- [DOCUMENT EXCERPT]:
☆ ☆ ☆ ☆ ☆ ☆ ☆

I was half afraid to look out the windows, afraid of what I might see. To save the rest of the family members I went to the window, and wow! What a sight to see. It looked as though the whole orange orchard behind the house was on fire. Then, I caught a glimpse of somebody running through the orchard lighting smudge pots.
It looked like a winter wonderland and the fires of Gehenna all wrapped in one. The frost glistened as the fire light from the burning smudge pots flickered out into the night sky and through my bedroom window.
We just arrived to the area in 1946 and had never seen or heard about smudge pots before and couldn't understand what was actually going on. I had a great sigh of relief to know that the house was not on fire -- I would find out later what that was all about.
At Daybreak, it was bitter cold outside and the air was so thick with soot you could almost cut it with a knife. I hopped on my horse and rode out to hunt rabbits, that I would sell to the local Indians for 25¢ apiece, when I ran across Albert who was an Indian known to be from the Barona Indian tribe but he worked and lived at the orange orchard next to our home in Bostonia. He and his family lived in a small yellow cabin on a narrow dirt path, the location now being at Dawnridge and Cresthill Road just South of Pepper Drive.

☆ ☆ ☆ ☆ ☆ ☆ ☆

- [EXTRACTED MATERIAL]:
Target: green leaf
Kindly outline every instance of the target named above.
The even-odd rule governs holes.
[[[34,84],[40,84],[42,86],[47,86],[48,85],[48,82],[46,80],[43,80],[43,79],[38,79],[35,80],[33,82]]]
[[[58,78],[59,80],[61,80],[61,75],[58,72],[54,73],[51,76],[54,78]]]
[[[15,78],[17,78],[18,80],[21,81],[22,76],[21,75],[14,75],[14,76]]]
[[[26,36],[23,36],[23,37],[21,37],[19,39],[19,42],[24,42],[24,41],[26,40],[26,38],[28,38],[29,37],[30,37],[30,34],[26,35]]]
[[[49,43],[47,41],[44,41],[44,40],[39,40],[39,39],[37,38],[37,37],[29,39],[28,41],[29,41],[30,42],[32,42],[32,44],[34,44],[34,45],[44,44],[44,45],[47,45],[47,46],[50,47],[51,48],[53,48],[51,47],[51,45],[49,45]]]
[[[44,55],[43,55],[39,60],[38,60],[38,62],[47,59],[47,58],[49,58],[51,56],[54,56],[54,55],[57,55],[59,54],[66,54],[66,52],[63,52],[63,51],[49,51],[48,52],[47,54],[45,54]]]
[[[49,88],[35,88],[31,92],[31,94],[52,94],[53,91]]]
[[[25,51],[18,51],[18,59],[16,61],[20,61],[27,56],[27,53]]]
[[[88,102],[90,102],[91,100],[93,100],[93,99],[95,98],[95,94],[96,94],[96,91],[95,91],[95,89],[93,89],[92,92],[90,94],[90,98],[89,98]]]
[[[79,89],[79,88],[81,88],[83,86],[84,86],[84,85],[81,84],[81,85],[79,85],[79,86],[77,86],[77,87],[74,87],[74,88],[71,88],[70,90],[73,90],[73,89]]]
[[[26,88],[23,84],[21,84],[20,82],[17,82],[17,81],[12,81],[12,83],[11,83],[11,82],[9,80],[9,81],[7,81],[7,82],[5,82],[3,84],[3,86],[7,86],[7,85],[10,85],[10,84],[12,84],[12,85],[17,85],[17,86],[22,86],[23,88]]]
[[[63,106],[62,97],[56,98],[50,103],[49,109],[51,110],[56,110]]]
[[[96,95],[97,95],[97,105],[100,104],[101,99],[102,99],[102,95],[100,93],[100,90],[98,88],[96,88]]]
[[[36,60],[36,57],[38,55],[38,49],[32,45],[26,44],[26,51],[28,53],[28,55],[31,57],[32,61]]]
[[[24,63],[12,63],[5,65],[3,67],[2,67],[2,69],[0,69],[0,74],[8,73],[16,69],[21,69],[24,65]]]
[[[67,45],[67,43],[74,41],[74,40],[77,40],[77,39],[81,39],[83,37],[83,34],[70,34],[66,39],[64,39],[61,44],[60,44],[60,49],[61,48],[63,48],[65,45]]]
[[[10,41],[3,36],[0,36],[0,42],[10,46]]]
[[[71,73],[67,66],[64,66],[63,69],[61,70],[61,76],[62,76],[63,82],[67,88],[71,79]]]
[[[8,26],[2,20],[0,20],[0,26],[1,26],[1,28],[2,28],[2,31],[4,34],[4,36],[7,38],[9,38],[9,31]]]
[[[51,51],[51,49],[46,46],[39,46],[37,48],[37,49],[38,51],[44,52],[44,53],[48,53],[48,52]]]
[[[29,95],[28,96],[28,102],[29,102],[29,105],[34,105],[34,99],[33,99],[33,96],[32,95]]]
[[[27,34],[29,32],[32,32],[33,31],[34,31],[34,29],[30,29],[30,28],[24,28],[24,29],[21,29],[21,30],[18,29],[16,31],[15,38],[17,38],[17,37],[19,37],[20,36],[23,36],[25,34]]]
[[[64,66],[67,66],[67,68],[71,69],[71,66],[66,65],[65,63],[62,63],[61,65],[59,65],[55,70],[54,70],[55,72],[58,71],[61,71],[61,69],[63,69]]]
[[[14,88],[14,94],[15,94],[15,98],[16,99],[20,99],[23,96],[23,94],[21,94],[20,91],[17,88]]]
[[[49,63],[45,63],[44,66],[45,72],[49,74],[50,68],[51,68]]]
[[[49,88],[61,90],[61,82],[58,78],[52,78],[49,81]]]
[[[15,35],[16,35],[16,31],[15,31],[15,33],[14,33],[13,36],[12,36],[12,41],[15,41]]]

☆ ☆ ☆ ☆ ☆ ☆ ☆

Return the passage of the smudge pot account from "We just arrived" up to and including "was all about.", copied word for word.

- [OUTPUT FOR THIS TASK]:
We just arrived to the area in 1946 and had never seen or heard about smudge pots before and couldn't understand what was actually going on. I had a great sigh of relief to know that the house was not on fire -- I would find out later what that was all about.